Records of labeled points
****

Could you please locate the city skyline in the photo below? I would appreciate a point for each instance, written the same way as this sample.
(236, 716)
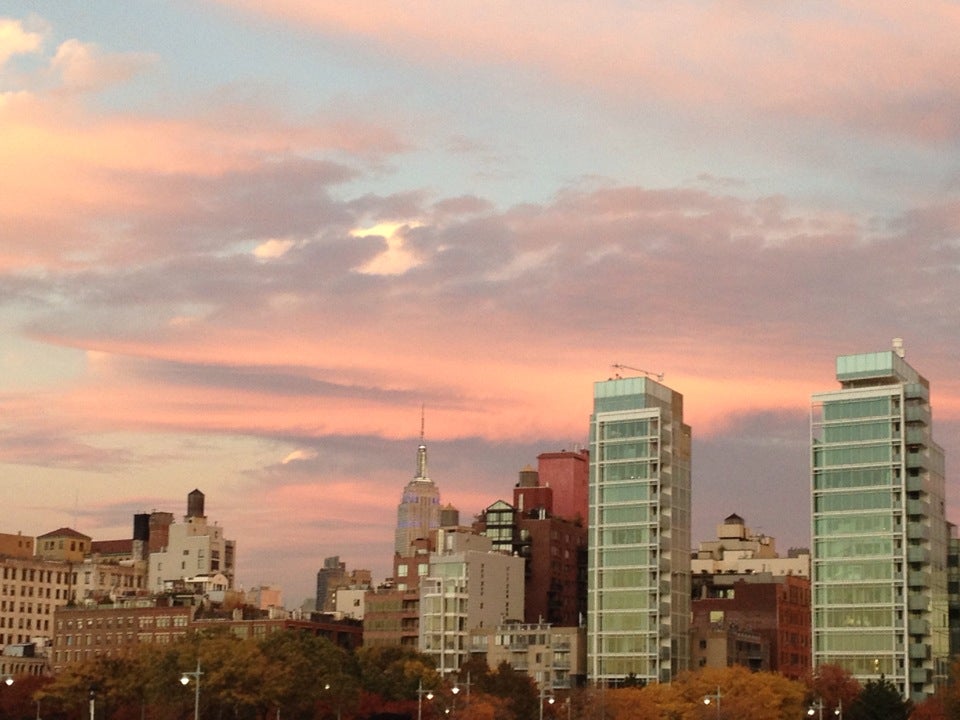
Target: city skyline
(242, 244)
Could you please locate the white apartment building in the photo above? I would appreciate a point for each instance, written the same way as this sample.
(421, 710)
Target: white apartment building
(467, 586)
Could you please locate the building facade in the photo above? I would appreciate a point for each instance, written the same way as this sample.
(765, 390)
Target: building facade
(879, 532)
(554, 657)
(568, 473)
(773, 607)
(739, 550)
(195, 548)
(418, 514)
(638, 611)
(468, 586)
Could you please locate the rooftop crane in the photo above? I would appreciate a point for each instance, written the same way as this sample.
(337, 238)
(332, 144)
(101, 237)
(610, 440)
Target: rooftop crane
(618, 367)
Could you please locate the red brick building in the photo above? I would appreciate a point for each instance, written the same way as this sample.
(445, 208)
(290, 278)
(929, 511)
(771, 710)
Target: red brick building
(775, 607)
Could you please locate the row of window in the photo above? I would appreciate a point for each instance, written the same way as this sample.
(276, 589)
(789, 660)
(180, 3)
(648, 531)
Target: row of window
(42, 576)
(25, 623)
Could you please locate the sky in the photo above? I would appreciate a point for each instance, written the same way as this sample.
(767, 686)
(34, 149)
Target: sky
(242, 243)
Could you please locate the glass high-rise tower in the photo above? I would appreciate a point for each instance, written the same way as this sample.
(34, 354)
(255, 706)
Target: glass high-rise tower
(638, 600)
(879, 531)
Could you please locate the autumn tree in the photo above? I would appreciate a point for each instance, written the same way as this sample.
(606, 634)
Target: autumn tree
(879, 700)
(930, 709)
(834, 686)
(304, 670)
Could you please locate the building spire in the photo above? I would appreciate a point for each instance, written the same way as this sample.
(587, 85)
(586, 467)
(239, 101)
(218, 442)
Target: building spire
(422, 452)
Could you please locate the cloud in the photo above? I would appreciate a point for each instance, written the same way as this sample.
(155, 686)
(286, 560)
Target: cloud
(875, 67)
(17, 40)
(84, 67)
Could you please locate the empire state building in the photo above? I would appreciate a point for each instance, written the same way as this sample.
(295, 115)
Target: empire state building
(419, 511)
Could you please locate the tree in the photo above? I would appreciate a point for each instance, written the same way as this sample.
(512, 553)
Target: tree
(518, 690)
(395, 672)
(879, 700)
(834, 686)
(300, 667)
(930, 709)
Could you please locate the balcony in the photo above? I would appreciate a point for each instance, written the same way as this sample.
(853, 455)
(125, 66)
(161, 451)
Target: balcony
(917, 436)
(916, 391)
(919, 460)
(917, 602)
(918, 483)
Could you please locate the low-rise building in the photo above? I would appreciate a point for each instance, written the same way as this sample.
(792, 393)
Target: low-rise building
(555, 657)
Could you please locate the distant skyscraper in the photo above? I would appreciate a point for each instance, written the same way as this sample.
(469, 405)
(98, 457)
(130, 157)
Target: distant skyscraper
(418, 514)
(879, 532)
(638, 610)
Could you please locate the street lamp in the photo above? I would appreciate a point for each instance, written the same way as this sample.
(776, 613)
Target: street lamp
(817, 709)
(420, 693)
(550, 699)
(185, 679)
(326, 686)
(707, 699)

****

● Direction
Retype exactly, please, each line from the line that contains "Could you please locate the balcony" through the last line of the entries above, with nothing added.

● Worked solution
Could you please locate the balcony in the photo above? I would appreciate a point for each instance, written the same way as this sample.
(853, 455)
(125, 66)
(161, 451)
Target: balcony
(917, 436)
(916, 391)
(919, 460)
(917, 602)
(918, 483)
Could you please locate the low-rise building in the photo above? I would appreciate a point for each instance, written the same way as this sample.
(792, 393)
Target: low-rise building
(555, 657)
Could you please locate the distant skyscraper in the photo above? I would appreciate a point for each instance, written the same way as this sample.
(469, 405)
(98, 457)
(130, 157)
Target: distant skyscraper
(418, 514)
(879, 532)
(638, 610)
Could you please locate the street lamp in the photo above? I would appreciate a point for each instance, written the same way as this sample.
(776, 613)
Target: street lamp
(817, 709)
(420, 693)
(550, 699)
(185, 679)
(326, 686)
(707, 699)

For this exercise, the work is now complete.